(DIRECTIONS FOR THIS TASK): All of the records below need to be returned exactly.

**********

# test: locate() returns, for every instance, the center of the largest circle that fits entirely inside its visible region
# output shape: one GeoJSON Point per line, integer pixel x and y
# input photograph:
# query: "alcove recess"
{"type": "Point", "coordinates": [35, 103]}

**********

(COMPLETED EXERCISE):
# test: locate() returns, for every instance, the center of the largest circle that fits entirely inside its visible region
# output shape: one GeoJSON Point per line, integer pixel x and y
# input photograph:
# query: "alcove recess"
{"type": "Point", "coordinates": [35, 103]}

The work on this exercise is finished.